#### [SHORT PROBLEM]
Copy out the stretch of the listing from the line containing "User intent: locate the guadix text." through the line containing "630;174;650;189", offsetting every bounding box coordinate in the answers by 141 and keeping all other lines unchanged. Give only those lines.

(Data entries)
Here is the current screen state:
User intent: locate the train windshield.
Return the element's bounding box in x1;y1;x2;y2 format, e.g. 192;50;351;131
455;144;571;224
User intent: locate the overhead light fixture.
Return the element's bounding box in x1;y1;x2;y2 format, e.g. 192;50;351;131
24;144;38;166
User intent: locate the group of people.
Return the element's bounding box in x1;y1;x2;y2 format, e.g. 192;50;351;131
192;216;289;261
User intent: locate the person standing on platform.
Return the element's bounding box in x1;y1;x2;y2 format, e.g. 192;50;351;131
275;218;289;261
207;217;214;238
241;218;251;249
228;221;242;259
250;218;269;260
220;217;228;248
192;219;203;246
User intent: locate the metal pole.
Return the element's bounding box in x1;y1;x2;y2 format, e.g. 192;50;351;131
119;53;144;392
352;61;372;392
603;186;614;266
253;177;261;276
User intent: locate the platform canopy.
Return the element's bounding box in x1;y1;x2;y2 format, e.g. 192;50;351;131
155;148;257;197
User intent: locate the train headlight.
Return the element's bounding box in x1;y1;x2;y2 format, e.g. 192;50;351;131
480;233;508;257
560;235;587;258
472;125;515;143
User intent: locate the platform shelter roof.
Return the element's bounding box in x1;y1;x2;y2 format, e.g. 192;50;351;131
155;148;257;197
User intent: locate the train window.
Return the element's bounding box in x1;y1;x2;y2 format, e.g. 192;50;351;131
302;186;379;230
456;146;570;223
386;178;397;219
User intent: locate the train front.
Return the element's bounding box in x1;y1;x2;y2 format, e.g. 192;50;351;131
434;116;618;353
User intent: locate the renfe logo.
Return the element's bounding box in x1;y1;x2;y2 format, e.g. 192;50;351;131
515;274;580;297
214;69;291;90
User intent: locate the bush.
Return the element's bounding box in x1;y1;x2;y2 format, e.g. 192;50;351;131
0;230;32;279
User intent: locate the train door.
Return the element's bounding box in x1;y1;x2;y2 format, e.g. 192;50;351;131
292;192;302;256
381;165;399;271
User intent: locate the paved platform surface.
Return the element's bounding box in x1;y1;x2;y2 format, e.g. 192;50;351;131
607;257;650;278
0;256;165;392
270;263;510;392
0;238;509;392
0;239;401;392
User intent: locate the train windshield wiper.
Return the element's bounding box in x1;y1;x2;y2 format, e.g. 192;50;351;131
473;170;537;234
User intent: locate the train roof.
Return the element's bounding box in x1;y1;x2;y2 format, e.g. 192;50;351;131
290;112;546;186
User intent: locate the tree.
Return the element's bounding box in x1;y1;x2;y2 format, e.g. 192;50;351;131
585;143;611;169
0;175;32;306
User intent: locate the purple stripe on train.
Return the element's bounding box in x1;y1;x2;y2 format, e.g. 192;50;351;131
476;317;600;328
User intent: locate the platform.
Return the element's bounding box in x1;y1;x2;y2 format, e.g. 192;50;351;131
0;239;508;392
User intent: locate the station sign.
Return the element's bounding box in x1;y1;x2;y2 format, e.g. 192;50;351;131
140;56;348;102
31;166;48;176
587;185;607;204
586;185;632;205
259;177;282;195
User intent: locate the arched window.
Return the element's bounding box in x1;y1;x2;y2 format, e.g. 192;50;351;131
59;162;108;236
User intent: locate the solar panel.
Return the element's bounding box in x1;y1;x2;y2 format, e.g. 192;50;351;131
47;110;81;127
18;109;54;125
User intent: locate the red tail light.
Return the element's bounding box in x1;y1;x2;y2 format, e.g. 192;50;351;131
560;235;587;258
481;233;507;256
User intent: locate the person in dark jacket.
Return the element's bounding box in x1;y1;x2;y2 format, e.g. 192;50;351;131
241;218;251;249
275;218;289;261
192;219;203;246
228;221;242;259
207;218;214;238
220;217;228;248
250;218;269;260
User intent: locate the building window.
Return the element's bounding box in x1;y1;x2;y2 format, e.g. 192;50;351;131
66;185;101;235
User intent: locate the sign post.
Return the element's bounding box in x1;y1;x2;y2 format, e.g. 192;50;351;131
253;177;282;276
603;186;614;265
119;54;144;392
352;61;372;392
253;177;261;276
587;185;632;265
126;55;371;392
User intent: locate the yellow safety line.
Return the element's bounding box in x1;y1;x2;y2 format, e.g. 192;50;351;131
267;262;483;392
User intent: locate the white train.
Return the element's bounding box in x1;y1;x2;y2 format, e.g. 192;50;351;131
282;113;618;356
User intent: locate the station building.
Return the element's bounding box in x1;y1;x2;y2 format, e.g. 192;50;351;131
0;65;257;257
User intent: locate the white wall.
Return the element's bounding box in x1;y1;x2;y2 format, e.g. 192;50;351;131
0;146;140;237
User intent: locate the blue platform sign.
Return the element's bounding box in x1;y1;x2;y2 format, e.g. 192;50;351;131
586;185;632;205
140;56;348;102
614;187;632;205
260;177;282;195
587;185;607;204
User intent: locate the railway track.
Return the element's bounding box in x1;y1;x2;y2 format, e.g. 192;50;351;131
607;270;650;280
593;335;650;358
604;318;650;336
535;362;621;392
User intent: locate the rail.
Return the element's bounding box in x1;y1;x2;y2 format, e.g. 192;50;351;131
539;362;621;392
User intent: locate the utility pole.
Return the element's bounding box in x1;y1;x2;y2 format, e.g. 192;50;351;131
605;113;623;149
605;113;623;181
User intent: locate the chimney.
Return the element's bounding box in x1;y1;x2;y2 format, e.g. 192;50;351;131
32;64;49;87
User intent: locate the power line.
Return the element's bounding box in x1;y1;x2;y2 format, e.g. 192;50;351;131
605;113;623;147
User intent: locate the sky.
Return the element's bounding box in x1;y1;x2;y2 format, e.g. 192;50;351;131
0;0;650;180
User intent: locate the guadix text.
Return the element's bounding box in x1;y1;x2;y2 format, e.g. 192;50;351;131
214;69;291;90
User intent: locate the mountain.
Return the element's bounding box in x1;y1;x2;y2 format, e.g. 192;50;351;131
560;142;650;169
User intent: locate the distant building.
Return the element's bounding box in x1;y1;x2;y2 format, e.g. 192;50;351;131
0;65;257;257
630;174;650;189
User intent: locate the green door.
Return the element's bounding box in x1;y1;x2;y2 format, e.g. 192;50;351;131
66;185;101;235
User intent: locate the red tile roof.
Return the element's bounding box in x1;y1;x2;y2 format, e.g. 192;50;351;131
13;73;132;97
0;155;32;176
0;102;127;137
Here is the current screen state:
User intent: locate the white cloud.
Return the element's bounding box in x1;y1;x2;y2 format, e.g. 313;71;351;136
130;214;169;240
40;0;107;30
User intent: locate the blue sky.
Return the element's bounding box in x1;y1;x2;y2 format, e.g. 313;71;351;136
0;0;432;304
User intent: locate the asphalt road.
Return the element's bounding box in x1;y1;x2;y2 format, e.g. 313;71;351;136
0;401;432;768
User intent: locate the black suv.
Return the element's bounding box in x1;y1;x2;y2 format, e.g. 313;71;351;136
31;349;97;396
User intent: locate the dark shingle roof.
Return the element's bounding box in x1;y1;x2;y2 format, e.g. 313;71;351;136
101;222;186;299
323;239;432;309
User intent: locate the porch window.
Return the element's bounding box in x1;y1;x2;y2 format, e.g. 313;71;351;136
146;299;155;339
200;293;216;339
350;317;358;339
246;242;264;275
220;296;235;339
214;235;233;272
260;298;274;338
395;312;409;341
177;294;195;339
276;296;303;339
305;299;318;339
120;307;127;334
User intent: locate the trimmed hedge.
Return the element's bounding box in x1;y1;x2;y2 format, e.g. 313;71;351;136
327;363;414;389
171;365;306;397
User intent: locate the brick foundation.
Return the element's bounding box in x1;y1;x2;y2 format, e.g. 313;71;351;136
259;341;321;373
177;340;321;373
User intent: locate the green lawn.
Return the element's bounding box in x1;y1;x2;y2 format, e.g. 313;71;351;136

#### [TASK SOLUTION]
User intent: locate the guadix text.
Return the element's bounding box in x1;y1;x2;y2 format, e.g. 192;50;351;131
355;210;432;231
User intent: locate the mountain.
Return the element's bounding box in x1;y1;x2;y2 format, e.g. 192;50;351;131
701;283;791;310
User intent: locate the distant building.
Return the element's bounding box in x1;y1;x2;y2 format, e.g. 192;50;351;131
141;206;398;398
771;315;791;330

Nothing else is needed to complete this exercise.